> EXERCISE
Your task is to retype each line of the data below exactly.

---

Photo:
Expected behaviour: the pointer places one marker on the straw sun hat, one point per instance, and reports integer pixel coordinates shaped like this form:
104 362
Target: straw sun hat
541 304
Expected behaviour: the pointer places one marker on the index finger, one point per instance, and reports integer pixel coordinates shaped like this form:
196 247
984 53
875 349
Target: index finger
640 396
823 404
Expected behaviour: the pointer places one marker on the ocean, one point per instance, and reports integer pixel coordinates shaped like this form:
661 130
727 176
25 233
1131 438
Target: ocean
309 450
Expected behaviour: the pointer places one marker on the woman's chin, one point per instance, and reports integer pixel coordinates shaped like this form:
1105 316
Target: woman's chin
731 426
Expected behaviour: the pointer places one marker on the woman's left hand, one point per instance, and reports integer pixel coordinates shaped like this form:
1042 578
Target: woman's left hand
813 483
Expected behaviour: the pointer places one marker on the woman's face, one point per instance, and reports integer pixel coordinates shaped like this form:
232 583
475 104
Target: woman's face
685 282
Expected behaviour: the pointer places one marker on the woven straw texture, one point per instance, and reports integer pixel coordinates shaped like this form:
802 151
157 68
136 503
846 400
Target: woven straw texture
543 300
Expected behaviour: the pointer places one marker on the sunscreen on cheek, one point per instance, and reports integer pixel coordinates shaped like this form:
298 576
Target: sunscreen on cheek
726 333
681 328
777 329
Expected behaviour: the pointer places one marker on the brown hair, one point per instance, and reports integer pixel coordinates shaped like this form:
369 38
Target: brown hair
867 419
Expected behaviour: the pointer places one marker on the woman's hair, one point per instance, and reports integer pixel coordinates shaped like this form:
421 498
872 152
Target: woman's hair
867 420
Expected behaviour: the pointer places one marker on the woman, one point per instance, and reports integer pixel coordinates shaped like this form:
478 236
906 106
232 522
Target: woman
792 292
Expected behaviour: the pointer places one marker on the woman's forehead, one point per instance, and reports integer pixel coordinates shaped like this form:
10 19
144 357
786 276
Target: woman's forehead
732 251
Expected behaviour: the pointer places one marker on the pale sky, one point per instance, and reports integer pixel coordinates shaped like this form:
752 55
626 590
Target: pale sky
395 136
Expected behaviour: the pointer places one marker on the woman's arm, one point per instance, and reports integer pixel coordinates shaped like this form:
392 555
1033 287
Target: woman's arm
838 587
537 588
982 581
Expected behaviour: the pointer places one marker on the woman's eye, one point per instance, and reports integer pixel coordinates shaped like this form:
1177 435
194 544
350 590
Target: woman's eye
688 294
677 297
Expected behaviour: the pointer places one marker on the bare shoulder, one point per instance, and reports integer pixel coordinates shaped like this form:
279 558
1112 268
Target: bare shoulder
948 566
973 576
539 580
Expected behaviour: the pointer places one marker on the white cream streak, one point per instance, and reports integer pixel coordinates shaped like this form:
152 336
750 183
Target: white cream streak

---

> RESPONSE TO THE EXERCISE
Photo:
Expected behaviour: the pointer places one marker on the straw sun hat, one point per instance, and reports integer pixel coordinates shaped like this form:
104 362
Target: straw sun hat
541 304
Expected behaviour: the pointer places one marker on the index finger, one point per instance, and reports integer pixel coordinates shaped like this form:
196 247
984 53
875 349
Target: index finger
640 396
823 404
Expected behaviour: the pointer places one marker on the ocean, one point per instance, and reports integer pixel coordinates shaped like this form:
661 130
727 176
25 233
1131 438
Target: ocean
309 450
Expected behaviour: the pointer places one marker on the woman's chin, one point per instance, and reports integer pixel coordinates shaped like this form:
1105 316
Target: woman's chin
731 426
Expected behaviour: the pointer places one marker on the woman's left hand, one point per instance, and reports integer pixel coordinates shaped like this form:
1042 578
Target: woman's left hand
813 483
Expected behaviour: the pointer places one marker on the woman's face, one point per instance, and reports integer pixel coordinates shaped like this form:
232 583
475 104
Target: woman's face
685 282
Expected behaviour: the pointer places one marker on the woven straw texture, one point per instance, and reports integer pixel coordinates shaped like this form:
802 151
157 68
136 503
846 400
Target: woven straw texture
543 300
Expected behaviour: the pointer places one marker on the sunscreen on cheek, one point per instance, and reports integer pixel coordinates shaped like this form:
298 576
Target: sunscreen on cheek
726 333
681 328
777 329
Expected behaviour: the pointer places one marker on the brown hair, one point per instance, and reports integer pixel coordinates shaped like this form:
369 38
Target: brown hair
867 419
Expected behaviour: the pointer places one marker on the woman's hair, one point per instance, and reports integer pixel coordinates shaped like this form:
421 498
872 152
Target: woman's hair
867 420
Expected behaviour: the pointer places one marker on the woman, one point per instance, and reports integer pixel coordinates shaped like this form:
478 236
906 106
232 522
Target: woman
792 292
Expected behaviour: the pointer places one marker on the woman's forehead, one point per instance, and reports integer pixel coordinates shaped like this form:
10 19
144 357
786 276
Target: woman's forehead
732 251
Expected behaviour: the pointer places one marker on the pale sky, one point per instance, and reports integer pixel coordinates shaped like this form:
752 55
626 590
Target: pale sky
395 136
Expected behaviour: the pointer places one marker on the woman's arm, one point per instance, and reports integer pixel coordinates shaped like this form:
392 555
1033 287
Target: woman's arm
838 587
537 588
982 581
Expected behaviour: the pointer places one marker on the woman's eye, one point per instance, and reports integer pixel coordinates shaped like this form:
1177 435
194 544
350 590
Target: woman's eye
688 294
677 297
Expected behaviour: the pointer places one marker on the bare shoulder, one point per instance, and reports integer pixel coordinates shaped like this form:
279 558
1112 268
Target: bare shoulder
948 566
973 576
539 580
Expected behaviour: the pointer places one marker on the white cream streak, one point per instance, and reports integer pixel coordinates shaped like this form:
152 336
750 183
Target: white cream streak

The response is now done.